(Boundary annotation data)
-- BEGIN --

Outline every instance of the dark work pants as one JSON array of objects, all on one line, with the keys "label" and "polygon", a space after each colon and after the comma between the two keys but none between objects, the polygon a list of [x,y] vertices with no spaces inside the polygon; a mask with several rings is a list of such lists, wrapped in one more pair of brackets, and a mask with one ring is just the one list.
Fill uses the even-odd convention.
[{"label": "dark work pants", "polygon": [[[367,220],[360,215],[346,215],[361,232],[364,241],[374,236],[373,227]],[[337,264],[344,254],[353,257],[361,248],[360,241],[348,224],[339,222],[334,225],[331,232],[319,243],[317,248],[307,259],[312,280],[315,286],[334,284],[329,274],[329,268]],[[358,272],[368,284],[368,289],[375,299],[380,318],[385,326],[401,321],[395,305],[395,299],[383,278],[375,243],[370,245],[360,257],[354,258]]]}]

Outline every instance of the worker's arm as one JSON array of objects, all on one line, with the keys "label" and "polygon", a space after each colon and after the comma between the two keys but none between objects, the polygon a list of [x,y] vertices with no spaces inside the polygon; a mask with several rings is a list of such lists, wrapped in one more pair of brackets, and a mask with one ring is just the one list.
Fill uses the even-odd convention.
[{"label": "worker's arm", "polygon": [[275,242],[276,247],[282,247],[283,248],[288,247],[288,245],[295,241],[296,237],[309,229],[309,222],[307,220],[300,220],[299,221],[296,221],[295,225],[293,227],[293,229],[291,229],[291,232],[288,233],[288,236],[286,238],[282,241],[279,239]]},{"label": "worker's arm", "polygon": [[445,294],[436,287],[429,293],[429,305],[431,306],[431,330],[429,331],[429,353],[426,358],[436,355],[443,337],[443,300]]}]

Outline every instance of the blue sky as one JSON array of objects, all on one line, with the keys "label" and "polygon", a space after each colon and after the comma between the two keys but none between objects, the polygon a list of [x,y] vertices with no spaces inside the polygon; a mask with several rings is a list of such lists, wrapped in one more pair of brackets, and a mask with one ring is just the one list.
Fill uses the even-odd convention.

-- END --

• What you have to do
Render all of the data above as a numbered list with one line per item, leaving out the blank lines.

• Expected answer
1. Outline every instance of the dark work pants as one JSON array of objects, all on one line, with the keys "label" and "polygon", a space after each colon and after the comma between the two keys but none between objects, the polygon a list of [x,y] vertices with no spaces inside the polygon; a mask with several rings is a list of such lists, wrapped in one more pair of brackets, and a mask with one ring is just the one list.
2. Fill uses the even-odd convention.
3. [{"label": "dark work pants", "polygon": [[[367,220],[360,215],[346,215],[361,232],[364,241],[374,236],[373,227]],[[337,264],[344,254],[353,257],[361,248],[360,241],[348,224],[339,222],[334,225],[331,232],[319,243],[317,248],[307,259],[312,280],[315,286],[334,284],[329,274],[329,268]],[[358,272],[368,284],[368,289],[375,299],[380,318],[385,326],[401,321],[395,305],[395,299],[383,278],[375,243],[370,245],[360,257],[354,258]]]}]
4. Outline every instance of the worker's arm as one JSON array of objects, all on one line, with the keys "label" and "polygon", a space after each colon and after the comma between the two keys but none between objects, the polygon a list of [x,y] vertices with no spaces inside the polygon; a mask with several rings is a list of such lists, wrapped in one more pair of brackets, and a mask with one ring is just the one list.
5. Fill uses the even-odd convention.
6. [{"label": "worker's arm", "polygon": [[275,242],[276,247],[282,247],[283,248],[288,247],[288,245],[295,241],[296,237],[309,229],[309,222],[307,220],[300,220],[299,221],[296,221],[295,225],[293,227],[293,229],[291,229],[291,232],[288,233],[288,236],[286,238],[282,241],[279,239]]},{"label": "worker's arm", "polygon": [[445,294],[436,287],[429,293],[429,305],[431,306],[431,330],[429,331],[429,353],[426,358],[436,355],[443,337],[443,300]]}]
7. Outline every instance of the blue sky as one JSON array of objects, all on one line, with the keys "label" and "polygon", a space after each colon and after the comma between the two keys but none between objects, the polygon a list of [x,y] vertices with no spaces inside the polygon; a mask with several rings is a list of such lists, wrapped in one more pair of brackets, and a mask with one ring is just the one list.
8. Fill uses the even-odd convention.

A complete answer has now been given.